= WHAT YOU HAVE TO DO =
Retype, without any change, the lines of the entries from the line containing "Put a pin on every instance of the stone archway" through the line containing "x=209 y=382", including both of those lines.

= AVAILABLE DATA =
* * * * * * * * *
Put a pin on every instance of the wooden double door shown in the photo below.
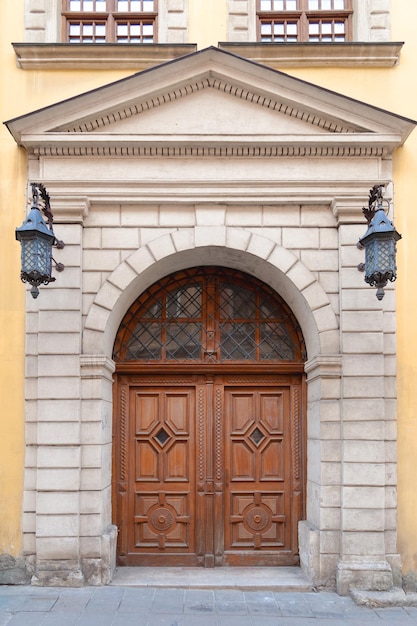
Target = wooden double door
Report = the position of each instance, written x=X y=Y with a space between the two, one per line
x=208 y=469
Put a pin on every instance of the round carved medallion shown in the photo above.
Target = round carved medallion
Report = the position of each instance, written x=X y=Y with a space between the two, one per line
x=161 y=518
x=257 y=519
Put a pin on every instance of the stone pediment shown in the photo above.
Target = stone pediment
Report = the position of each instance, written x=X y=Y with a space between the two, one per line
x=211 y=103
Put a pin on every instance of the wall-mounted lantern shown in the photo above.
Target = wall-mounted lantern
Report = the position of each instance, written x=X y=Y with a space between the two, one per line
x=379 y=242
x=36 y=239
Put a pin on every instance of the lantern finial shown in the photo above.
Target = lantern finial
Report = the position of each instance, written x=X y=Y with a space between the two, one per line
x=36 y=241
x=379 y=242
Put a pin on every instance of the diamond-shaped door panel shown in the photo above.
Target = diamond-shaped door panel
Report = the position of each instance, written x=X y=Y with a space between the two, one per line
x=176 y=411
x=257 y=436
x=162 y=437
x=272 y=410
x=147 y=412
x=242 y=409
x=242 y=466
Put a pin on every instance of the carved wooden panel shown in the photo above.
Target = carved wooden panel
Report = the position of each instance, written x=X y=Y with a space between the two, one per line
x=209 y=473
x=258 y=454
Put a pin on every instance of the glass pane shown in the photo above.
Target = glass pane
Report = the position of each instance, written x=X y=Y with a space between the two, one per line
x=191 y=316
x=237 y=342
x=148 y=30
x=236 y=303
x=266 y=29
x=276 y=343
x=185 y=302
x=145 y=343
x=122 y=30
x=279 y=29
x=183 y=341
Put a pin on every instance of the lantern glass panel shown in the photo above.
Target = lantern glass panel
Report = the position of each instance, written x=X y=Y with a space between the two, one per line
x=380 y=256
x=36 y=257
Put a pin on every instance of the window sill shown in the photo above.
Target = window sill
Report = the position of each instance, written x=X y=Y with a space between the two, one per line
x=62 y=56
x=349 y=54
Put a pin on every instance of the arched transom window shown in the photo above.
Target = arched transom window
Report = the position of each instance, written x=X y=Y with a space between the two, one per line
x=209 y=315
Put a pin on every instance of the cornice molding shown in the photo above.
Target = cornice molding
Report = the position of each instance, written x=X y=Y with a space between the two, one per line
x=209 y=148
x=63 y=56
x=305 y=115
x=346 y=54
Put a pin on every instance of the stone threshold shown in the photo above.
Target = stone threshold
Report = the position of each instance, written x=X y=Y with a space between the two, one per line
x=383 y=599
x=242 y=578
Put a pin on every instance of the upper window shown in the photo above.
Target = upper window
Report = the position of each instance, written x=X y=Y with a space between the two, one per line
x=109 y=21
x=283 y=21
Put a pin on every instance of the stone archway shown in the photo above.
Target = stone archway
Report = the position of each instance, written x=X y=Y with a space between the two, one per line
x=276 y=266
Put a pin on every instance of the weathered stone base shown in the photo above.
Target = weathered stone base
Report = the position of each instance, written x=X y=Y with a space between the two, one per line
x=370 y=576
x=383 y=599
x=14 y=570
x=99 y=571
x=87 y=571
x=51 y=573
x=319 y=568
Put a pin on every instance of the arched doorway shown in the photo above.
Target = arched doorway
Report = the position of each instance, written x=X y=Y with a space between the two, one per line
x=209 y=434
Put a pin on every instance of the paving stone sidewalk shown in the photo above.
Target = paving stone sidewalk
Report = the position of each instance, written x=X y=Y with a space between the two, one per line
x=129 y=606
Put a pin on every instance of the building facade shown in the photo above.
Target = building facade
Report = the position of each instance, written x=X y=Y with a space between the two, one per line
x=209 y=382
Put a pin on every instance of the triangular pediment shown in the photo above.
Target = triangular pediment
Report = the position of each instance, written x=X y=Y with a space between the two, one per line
* * * * * * * * *
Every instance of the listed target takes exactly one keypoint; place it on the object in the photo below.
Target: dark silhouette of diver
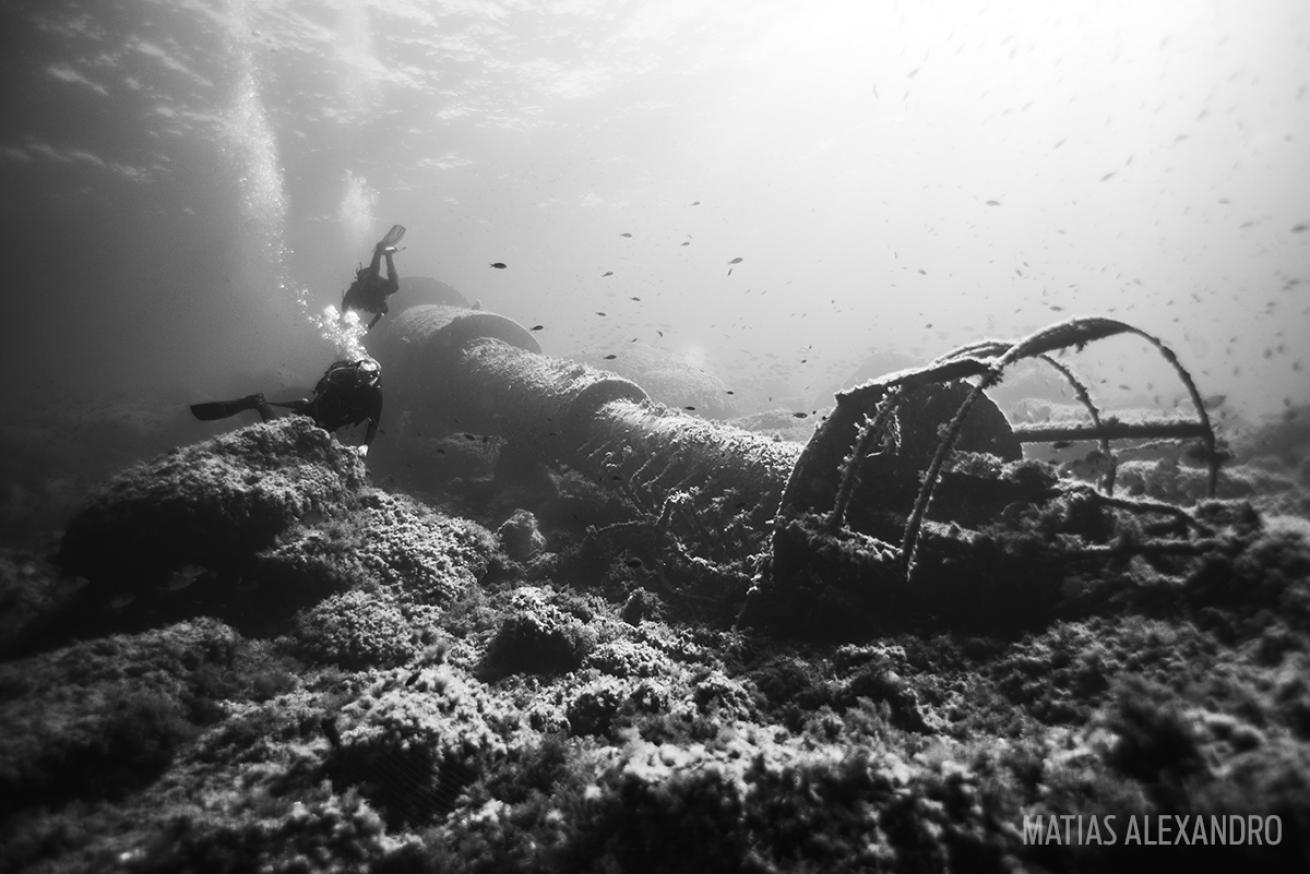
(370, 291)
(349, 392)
* * * * * * * * *
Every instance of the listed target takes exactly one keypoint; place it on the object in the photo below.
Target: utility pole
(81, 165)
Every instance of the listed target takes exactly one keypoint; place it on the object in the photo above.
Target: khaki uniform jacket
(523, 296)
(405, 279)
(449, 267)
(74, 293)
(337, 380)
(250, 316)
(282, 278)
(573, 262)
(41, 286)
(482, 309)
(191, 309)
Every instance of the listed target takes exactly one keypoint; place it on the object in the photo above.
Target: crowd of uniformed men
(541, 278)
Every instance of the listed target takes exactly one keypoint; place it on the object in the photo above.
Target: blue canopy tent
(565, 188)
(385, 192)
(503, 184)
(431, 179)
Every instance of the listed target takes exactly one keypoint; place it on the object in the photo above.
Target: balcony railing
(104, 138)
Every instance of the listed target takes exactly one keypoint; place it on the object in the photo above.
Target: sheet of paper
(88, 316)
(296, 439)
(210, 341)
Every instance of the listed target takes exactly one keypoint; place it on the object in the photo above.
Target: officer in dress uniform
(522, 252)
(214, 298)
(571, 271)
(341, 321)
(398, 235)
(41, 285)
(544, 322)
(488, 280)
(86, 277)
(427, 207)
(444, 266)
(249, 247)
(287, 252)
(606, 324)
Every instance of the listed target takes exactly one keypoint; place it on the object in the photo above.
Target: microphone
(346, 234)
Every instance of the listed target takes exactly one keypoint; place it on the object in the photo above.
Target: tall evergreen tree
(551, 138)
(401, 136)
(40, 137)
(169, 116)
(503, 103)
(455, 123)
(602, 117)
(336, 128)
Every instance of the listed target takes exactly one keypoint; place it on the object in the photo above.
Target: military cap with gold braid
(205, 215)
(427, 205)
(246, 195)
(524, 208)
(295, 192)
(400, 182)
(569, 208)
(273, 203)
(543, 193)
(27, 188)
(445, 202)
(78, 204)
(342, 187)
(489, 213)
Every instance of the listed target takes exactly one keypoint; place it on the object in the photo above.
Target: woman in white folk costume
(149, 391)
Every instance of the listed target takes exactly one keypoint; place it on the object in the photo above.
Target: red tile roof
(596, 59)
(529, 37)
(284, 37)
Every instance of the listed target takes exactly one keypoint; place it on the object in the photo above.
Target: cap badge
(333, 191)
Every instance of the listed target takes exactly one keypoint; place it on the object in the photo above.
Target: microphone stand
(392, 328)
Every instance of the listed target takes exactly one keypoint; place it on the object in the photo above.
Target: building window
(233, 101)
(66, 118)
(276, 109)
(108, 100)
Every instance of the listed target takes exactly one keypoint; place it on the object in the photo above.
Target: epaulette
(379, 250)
* * * * * * * * *
= PROBLEM SOLUTION =
Put a pin on every instance of the stone archway shown in the photo above.
Target = stone archway
Report = the position of each instance, written x=X y=Y with a space between the two, one per line
x=276 y=266
Put a pin on every instance of the weathered stone base shown in the photo above.
Target = weathered stone base
Report = the position of each instance, written x=X y=Y with a space between the two, one per line
x=370 y=576
x=383 y=599
x=14 y=570
x=99 y=571
x=87 y=571
x=51 y=573
x=319 y=568
Put a pin on every instance of the arched doorway shown in the photo above.
Target = arched doorway
Report = the position of each instance, written x=X y=Y with a space between the two, one per line
x=209 y=434
Put a pin on every instance of the paving stone sidewalk shown in the photo above.
Target = paving stone sidewalk
Report = the position of each instance, written x=X y=Y with a space between the two, one per line
x=129 y=606
Put a pin on every instance of the building facade shown in the photo above.
Target = building facade
Report = the position of each instance, written x=X y=Y with a space between the two, one per line
x=209 y=382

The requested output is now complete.